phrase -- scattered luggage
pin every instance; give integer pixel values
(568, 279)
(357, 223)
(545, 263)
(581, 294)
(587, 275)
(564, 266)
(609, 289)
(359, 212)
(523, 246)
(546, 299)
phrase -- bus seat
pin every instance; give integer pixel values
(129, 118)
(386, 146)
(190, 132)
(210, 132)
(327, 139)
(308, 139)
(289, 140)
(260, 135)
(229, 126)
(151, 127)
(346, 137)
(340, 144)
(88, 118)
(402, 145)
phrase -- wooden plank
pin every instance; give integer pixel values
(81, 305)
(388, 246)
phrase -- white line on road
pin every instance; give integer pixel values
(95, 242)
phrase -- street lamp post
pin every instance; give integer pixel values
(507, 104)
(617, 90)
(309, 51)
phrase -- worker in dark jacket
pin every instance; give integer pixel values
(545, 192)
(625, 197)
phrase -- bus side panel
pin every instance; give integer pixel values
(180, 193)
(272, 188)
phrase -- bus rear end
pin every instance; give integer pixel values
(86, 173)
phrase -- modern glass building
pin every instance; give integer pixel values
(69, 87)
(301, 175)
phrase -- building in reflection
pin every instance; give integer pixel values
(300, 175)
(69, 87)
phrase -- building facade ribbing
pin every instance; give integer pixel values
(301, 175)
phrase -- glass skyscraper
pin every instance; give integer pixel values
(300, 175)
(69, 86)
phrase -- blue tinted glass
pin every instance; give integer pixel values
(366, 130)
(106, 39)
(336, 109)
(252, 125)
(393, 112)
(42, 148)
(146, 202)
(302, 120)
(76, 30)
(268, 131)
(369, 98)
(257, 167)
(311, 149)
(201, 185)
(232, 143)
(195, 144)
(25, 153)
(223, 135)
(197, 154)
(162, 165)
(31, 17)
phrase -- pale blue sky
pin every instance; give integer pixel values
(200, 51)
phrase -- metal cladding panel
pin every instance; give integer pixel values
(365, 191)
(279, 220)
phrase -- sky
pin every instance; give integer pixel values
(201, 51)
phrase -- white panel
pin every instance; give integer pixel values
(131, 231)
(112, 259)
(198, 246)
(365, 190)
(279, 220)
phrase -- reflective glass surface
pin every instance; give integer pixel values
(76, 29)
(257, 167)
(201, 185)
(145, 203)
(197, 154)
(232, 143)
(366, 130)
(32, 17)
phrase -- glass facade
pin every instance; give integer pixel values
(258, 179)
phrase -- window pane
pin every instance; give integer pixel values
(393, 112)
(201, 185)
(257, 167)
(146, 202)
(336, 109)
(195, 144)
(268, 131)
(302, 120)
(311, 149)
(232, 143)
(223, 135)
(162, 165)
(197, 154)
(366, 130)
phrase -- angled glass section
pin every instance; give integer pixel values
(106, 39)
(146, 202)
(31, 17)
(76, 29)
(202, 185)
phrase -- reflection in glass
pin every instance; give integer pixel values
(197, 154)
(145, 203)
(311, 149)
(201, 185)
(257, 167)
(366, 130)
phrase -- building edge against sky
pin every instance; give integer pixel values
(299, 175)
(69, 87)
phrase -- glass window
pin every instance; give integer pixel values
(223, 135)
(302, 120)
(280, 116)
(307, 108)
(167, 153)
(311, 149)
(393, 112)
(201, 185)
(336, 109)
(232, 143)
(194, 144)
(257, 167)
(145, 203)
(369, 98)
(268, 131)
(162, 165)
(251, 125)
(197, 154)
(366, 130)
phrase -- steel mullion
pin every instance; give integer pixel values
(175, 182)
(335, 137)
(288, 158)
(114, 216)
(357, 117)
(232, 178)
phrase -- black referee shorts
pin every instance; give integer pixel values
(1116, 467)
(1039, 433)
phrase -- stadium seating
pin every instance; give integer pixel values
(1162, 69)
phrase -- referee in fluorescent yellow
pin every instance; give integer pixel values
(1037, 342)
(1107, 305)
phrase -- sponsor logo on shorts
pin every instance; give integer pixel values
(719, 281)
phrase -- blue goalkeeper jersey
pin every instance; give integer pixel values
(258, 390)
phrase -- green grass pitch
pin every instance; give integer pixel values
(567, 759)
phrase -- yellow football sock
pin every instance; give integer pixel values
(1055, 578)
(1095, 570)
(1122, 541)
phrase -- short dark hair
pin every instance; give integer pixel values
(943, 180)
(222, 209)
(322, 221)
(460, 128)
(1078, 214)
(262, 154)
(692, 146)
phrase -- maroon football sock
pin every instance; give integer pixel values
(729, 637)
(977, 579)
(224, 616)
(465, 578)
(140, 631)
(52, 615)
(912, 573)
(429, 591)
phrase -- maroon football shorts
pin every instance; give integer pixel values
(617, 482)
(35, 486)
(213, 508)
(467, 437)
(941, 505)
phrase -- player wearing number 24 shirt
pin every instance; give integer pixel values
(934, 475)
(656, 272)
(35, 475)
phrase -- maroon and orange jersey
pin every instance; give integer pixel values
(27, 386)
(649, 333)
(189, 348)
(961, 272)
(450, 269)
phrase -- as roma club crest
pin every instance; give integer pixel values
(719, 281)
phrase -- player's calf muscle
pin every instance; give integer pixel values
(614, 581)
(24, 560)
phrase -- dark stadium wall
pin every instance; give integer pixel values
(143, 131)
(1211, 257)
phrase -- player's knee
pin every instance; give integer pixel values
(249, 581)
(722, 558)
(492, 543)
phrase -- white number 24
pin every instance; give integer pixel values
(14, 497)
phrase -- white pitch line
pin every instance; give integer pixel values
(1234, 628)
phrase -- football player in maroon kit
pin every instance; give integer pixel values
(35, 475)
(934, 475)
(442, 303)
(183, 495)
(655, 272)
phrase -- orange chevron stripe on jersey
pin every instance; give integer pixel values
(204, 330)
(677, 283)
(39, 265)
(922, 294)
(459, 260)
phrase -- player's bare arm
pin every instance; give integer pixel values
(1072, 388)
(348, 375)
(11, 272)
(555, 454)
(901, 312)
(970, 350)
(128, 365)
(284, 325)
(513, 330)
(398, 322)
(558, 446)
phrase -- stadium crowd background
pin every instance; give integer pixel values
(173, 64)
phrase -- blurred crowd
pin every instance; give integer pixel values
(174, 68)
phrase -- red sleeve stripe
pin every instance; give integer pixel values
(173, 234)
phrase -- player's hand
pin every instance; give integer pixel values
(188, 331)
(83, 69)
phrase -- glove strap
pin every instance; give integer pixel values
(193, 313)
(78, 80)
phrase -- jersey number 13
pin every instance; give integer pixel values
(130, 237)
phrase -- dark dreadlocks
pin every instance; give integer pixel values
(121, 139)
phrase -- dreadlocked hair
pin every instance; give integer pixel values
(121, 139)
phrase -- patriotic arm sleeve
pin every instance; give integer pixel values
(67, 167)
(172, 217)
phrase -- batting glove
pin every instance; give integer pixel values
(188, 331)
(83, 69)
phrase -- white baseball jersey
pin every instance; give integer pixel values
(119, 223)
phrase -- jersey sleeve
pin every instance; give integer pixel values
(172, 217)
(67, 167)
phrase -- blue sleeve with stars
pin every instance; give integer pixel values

########################################

What you need to do: Locate the word "hair" in the data above. Copy every line carrying it.

Response area:
phrase -- short dark hair
phrase -- dreadlocked hair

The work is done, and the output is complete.